Quoted passage —

━━━━━━━━━━━━━━━━

Proof that $\log(a^b) = b\log a$ when $\log$ is defined by an integral

Question

When $\log a$ is defined as $\displaystyle\int_1^a\frac{dx}x$, then how does one prove that $\log(a^b)=b\log a$?

I will post an answer here that is identical to an answer I posted to another question. The original poster down-voted it saying that's not the definition of logarithm he was using.

Answer 1

$$ \log(a^b) = \int_1^{a^b} \frac{dx}x. $$ Suppose $w^{\,b}=x$. Then $bw^{b-1}\,dw= dx$, so $b\dfrac{dw}{w} = \dfrac{dx}x$. As $x$ goes from $1$ to $a^b$, then $w$ goes from $1$ to $a$. Hence, $$ \log(a^b) = \int_1^{a^b} \frac{dx}x = \int_1^a b \frac{dw}w = b\log a. $$

Answer 2

Alternative proof

Let

$$F(a)=\int_1^{a^b}\frac{dx}{x}$$ then by the fundemental theorem of analysis $$F'(a)=\frac{1}{a^b}\times ba^{b-1}=\frac ba$$ so we integrate we find

$$F(a)=b\log a+C$$ and using that $F(1)=0$ we conclude that $$F(a)=\log(a^b)=b\log a$$

━━━━━━━━━━━━━━━━

Exercise A — In the forum thread about proving the log rule, what substitution does the first answer use?

━━━━━━━━━━━━━━━━

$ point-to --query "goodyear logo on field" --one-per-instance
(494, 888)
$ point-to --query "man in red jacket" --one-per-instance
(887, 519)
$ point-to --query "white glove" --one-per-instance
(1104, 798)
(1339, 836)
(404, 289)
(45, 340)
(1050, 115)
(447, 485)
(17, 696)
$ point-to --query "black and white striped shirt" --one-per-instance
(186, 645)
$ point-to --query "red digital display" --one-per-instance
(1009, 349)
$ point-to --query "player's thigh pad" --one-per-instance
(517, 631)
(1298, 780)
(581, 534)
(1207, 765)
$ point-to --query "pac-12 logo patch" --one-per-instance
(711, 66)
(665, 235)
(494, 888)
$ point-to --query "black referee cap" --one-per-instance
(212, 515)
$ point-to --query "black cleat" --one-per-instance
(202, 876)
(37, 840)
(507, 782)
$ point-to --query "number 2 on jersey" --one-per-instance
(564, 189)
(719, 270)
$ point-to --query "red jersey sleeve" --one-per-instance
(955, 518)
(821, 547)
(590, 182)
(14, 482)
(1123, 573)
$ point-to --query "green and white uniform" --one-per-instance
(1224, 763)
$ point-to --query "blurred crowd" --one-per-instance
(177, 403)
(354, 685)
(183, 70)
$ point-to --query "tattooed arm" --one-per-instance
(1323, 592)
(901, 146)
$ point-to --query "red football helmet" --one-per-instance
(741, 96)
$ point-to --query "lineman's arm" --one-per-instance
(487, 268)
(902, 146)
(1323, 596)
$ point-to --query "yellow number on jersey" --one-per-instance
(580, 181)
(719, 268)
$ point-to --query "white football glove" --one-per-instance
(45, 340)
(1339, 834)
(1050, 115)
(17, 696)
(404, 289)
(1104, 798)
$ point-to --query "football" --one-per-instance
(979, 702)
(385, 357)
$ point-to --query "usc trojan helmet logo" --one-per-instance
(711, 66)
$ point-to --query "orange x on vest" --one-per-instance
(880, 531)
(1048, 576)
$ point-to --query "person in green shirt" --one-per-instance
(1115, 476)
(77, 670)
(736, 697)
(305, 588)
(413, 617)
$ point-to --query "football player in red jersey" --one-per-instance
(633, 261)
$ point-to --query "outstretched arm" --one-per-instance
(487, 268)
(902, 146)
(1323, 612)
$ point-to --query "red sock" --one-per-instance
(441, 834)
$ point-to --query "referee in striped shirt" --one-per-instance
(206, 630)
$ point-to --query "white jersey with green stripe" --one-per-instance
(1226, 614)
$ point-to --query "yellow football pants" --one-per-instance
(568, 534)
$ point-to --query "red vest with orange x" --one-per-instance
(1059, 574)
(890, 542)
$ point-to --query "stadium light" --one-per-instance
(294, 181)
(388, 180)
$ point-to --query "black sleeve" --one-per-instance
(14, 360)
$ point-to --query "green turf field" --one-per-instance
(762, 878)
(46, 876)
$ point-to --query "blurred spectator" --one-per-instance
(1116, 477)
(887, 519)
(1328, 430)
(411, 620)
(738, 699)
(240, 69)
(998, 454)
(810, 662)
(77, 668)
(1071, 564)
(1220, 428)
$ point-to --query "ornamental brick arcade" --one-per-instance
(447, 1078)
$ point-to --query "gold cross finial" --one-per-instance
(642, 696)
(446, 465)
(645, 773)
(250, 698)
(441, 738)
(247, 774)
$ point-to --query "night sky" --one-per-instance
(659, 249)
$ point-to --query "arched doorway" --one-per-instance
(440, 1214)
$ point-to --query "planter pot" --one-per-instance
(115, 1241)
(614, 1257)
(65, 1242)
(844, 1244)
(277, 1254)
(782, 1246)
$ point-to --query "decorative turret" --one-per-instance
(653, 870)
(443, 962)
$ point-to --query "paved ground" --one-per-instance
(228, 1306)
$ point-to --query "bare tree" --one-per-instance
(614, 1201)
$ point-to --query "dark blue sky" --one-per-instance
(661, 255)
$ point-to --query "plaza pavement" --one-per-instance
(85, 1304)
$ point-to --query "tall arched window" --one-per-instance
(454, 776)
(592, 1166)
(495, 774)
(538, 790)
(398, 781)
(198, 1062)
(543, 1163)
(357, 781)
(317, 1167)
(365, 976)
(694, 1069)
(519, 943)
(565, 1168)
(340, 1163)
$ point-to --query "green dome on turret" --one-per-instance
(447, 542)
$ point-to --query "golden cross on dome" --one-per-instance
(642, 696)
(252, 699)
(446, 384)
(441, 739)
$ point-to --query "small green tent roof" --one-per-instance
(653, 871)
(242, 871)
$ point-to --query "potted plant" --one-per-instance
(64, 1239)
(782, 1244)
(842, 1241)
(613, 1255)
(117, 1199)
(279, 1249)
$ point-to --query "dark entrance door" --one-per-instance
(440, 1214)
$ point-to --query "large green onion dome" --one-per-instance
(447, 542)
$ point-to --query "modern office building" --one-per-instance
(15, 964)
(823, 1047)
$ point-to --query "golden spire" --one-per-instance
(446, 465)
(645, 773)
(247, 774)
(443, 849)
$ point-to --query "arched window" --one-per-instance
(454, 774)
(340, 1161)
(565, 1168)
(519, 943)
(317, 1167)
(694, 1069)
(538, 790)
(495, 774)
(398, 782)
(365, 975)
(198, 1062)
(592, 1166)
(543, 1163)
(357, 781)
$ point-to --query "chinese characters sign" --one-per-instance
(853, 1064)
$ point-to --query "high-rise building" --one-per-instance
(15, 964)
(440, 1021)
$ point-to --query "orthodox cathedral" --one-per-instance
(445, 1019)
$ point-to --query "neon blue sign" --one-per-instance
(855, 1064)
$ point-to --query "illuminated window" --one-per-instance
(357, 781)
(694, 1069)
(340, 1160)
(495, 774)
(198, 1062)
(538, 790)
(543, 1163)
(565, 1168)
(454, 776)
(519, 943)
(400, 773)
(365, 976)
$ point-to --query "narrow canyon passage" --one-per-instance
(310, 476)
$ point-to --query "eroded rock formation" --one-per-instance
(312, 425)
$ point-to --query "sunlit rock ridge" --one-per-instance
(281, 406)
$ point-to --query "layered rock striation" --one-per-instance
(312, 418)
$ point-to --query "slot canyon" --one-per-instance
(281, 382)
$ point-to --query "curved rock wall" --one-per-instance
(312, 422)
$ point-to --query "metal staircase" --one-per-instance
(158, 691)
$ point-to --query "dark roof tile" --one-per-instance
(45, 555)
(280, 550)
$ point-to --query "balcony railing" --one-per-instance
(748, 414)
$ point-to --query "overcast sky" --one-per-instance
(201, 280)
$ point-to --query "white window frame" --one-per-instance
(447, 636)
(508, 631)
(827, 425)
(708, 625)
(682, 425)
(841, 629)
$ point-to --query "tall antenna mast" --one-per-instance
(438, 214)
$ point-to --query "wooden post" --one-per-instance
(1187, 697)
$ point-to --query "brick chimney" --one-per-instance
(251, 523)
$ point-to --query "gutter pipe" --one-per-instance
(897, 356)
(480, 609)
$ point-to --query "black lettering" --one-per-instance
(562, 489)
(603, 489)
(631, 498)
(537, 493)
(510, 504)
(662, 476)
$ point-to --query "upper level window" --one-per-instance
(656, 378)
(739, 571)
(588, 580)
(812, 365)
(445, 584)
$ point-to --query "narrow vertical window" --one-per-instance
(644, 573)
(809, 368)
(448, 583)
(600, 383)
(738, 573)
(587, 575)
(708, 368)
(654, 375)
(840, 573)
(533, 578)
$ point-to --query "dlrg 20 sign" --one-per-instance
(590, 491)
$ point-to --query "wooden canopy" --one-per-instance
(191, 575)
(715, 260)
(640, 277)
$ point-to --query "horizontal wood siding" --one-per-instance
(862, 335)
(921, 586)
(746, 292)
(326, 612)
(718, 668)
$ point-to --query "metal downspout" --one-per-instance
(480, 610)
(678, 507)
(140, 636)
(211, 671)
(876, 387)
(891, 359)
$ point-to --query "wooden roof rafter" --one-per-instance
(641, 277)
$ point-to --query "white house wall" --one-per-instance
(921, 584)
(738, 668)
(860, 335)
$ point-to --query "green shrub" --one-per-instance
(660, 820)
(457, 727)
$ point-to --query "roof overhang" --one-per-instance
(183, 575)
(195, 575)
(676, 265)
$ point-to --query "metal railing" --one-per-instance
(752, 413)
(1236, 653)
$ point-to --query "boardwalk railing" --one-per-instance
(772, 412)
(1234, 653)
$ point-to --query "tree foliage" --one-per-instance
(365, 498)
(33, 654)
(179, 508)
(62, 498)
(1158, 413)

━━━━━━━━━━━━━━━━

Exercise B — Pick out each line in the records above that includes the word "orange".

Written response A — It sets w^b = x.

Written response B —
$ point-to --query "orange x on vest" --one-per-instance
$ point-to --query "red vest with orange x" --one-per-instance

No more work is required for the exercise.